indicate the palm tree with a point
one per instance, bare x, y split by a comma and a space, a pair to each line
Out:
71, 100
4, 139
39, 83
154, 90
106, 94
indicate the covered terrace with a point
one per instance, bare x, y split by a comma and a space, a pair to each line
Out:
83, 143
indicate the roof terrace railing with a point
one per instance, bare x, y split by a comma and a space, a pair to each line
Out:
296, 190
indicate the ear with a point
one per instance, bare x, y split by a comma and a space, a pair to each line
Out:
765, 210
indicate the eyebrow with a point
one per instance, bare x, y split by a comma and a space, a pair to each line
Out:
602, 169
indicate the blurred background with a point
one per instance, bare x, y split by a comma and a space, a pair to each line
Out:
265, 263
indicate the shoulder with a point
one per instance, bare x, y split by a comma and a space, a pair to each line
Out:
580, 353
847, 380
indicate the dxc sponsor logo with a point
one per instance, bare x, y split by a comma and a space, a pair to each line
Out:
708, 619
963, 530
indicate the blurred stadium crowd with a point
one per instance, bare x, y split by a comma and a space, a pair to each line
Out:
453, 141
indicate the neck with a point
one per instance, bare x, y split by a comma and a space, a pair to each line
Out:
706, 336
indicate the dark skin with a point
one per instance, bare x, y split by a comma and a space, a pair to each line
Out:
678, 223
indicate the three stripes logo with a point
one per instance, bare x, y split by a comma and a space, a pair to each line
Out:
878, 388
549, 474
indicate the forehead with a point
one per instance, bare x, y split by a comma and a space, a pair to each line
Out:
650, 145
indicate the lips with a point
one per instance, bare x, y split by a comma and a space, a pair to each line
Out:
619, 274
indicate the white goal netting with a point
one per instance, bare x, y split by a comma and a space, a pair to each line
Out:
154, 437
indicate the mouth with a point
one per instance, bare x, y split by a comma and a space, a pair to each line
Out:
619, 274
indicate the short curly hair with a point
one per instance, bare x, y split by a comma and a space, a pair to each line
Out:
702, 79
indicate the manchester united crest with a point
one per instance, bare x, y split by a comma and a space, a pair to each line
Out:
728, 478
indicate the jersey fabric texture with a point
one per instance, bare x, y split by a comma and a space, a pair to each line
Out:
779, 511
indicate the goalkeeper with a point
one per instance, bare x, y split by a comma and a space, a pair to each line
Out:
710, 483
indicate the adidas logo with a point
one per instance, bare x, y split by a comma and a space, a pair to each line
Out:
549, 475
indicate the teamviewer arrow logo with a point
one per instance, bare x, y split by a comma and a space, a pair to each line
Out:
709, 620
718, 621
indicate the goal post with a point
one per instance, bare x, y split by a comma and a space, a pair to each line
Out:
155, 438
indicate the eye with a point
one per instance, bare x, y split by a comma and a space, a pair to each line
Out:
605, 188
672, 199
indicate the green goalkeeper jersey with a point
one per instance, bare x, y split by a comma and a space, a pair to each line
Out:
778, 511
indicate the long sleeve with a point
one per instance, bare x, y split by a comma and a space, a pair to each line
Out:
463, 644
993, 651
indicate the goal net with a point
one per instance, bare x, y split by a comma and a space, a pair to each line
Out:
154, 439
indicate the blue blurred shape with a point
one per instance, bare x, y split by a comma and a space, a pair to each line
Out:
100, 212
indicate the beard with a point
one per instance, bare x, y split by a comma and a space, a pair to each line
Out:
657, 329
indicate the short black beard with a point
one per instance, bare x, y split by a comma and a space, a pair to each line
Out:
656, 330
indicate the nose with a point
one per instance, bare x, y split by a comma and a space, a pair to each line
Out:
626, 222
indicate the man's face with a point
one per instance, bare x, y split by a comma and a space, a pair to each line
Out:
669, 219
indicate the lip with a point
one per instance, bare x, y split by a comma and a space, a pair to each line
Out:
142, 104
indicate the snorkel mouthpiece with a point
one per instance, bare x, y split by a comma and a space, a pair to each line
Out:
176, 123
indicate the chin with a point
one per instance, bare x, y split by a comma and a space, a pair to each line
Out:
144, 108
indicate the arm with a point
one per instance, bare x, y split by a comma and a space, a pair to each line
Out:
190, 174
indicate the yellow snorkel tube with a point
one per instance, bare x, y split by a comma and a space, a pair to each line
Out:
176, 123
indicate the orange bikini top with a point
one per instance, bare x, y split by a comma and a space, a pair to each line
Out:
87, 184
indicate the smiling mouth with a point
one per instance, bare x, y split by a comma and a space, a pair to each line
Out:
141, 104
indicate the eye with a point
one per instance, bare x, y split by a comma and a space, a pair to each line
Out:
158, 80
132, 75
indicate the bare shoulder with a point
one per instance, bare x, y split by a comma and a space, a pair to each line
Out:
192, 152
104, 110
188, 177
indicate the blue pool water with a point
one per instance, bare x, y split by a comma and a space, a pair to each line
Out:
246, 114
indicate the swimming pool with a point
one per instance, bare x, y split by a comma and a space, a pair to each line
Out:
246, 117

**Work request**: A word-for-word copy of the entries, from the first line through the line containing "indicate the shoulder with a point", is the whole answer.

**Task solution**:
indicate the palm tree with a point
one per instance, bare x, y split by a comma and a space, a pair to each line
Out:
71, 100
4, 139
39, 83
154, 90
106, 94
indicate the covered terrace with a point
one per instance, bare x, y split by a comma and a space, a pair to each line
Out:
83, 143
indicate the roof terrace railing with a point
one per instance, bare x, y split by a comma and a space, a pair to each line
Out:
296, 190
indicate the ear with a point
one per instance, bare x, y split by a comma and a space, a pair to each line
Out:
765, 210
indicate the eyebrow with a point
one per instance, bare x, y split by a comma and a space, a pair to each line
Out:
602, 169
indicate the blurred background with a point
one per instance, bare x, y split by a comma and a space, a pair to each line
Out:
265, 263
indicate the shoulder with a point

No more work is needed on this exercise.